**PROBLEM REQUIREMENTS:** Which lines in the records below contain the word "jersey", with case counting? Show each of those lines in full.

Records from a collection
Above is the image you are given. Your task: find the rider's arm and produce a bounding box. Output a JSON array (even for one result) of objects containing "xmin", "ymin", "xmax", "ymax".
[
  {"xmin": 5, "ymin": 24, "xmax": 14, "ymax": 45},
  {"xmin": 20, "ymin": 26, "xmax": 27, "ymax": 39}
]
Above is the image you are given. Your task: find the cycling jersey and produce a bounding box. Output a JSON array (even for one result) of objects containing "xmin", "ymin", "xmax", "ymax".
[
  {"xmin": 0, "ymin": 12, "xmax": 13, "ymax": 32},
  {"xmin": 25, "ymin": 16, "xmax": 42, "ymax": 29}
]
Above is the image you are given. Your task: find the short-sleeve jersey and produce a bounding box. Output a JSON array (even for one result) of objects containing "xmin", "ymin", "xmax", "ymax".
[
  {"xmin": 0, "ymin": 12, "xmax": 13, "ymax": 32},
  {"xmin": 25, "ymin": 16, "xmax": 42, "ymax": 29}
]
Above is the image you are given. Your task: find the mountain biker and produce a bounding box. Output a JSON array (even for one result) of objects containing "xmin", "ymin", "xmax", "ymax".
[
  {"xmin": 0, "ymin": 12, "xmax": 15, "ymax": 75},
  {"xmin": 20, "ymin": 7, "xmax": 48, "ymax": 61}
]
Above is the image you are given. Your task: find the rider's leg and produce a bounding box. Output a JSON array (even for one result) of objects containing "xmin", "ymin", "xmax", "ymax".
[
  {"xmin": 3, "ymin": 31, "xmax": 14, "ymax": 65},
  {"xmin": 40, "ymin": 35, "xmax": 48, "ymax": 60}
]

...

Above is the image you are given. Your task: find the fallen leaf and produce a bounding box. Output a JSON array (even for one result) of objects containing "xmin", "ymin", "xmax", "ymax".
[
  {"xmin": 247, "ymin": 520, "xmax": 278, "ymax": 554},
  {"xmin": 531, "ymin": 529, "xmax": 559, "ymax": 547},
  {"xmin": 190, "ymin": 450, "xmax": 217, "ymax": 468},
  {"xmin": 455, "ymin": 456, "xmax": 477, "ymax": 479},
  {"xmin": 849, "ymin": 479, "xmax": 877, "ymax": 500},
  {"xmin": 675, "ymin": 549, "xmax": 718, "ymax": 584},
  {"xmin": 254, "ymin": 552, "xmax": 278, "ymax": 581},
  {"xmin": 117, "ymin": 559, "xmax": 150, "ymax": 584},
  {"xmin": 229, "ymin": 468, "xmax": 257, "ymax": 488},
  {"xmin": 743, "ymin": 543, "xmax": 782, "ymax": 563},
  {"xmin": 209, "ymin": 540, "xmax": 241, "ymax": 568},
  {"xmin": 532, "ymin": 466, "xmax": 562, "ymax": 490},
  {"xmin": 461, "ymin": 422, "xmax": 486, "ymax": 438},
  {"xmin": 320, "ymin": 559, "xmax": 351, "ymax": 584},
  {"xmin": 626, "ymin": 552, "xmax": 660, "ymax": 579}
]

**WRITTEN ANSWER:**
Above is the image you are given. Your task: find the cycling jersey and produce a bounding box. Output a JSON array (even for one result) of objects containing "xmin", "ymin", "xmax", "ymax".
Above is the image you are given. Your task: find the short-sleeve jersey and produce a bounding box. Output a JSON array (even for one result) of objects containing "xmin", "ymin", "xmax", "ymax".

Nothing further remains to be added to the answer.